#### [Direction 1]
In the text on the Ave Maria Bond Fund, how many similar or competing funds are there at present?
#### [Direction 2]
Transcribe the stretch of the Ave Maria Bond Fund text from "However, the 67th" through "2009 report. (avemariafund.com)".
#### [Direction 3]
Write the next part of the text on the Ave Maria Bond Fund, picking up after its final sentence.

Despite the Ave Maria Bond Fund's high marks from Lipper, the fund's returns leave more to be desired as evident with the funds ranking against similar funds within the same category and in comparison to the applicable bond index. Moreover, there are currently 1180 similar or competing funds, approximately 33% of which have higher returns both at present and historically. (finance.yahoo.com)


However, the 67th percentile ranking given to the fund is also its second highest in its history from a low of 27%. This is also in accordance with the MorningStar 3 star ranking which places the fund between the 32.5th-67.5th percentile of which the Ave Maria Fund scores close to a 4 star rating. Although the fund has consistently provided a positive return, it has also consistently performed below, until recently, the Barclays Capital Intermediate Gov/Credit Index according to the Ave Maria Bond Fund Q1 2009 report. (avemariafund.com)

The Ave Maria Bond Fund AVEFX and AVEHX is an average performing, low risk, minimal expense mutual fund. The fund advocates Catholic values and socially conscience investing and is heavily invested in U.S. Government financial instruments, such as bonds and treasury inflation protected securities.

#### [Data shown]
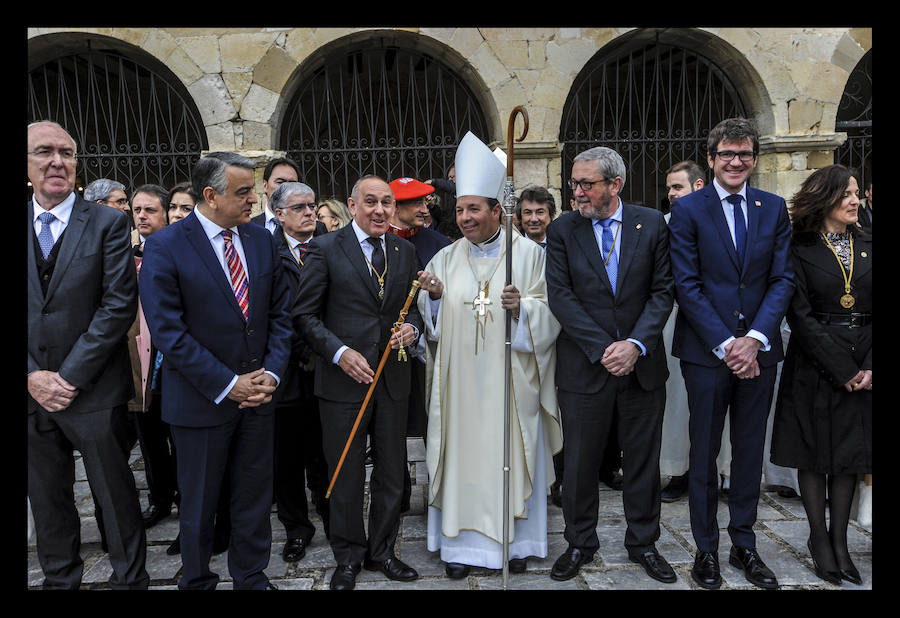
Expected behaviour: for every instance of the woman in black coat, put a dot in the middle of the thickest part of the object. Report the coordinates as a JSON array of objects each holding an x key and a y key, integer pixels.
[{"x": 823, "y": 417}]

#### [Answer 1]
1180

#### [Answer 2]
However, the 67th percentile ranking given to the fund is also its second highest in its history from a low of 27%. This is also in accordance with the MorningStar 3 star ranking which places the fund between the 32.5th-67.5th percentile of which the Ave Maria Fund scores close to a 4 star rating. Although the fund has consistently provided a positive return, it has also consistently performed below, until recently, the Barclays Capital Intermediate Gov/Credit Index according to the Ave Maria Bond Fund Q1 2009 report. (avemariafund.com)

#### [Answer 3]
Other positions the portfolio takes are corporate bonds, and corporate equity. There are some differences between the two classes of Ave Maria Bond Funds including a .29% difference in 5 year return, a $9,000.00 difference in minimum initial investment and a few hundred million dollars in capitalization.

The fund appears to be well managed, and both fiscally and socially responsible. In light of this and the fund's low risk nature, this fund may be a better place to store money than under a mattress. It has consistently returned more than inflation and the expense costs of managing the fund. However, the Ave Maria Bond Fund's performance is low compared to top performing financial instruments in its class and other potential investments. For those seeking more responsible investing and low risk with fair return, the Ava Maria Bond Fund may be worth considering.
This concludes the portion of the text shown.